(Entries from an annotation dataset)

========

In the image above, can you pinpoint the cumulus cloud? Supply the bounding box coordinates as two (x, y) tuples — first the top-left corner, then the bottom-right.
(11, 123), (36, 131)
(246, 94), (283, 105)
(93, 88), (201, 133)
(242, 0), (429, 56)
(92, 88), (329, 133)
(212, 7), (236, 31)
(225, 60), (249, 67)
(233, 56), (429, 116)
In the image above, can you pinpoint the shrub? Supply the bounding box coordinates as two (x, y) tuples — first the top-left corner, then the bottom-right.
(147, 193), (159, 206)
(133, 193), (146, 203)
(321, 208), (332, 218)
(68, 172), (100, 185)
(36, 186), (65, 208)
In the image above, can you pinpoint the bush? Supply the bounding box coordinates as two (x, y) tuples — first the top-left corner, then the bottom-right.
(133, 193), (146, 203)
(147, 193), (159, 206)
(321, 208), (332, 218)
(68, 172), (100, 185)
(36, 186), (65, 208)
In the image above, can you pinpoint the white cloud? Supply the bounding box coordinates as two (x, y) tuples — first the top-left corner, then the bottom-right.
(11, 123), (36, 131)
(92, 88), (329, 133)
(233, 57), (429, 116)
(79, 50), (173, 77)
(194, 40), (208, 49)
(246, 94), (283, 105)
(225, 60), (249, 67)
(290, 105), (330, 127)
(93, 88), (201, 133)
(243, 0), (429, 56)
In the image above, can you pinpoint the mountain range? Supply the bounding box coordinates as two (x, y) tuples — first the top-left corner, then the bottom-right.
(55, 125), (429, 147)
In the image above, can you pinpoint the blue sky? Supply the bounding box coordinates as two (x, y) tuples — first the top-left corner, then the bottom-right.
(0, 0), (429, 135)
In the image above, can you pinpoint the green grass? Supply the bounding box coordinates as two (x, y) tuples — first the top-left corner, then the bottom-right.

========

_SHORT EXERCISE_.
How many lines in the rows above contain the string "left"? Answer with the number only.

_EXERCISE RESPONSE_.
7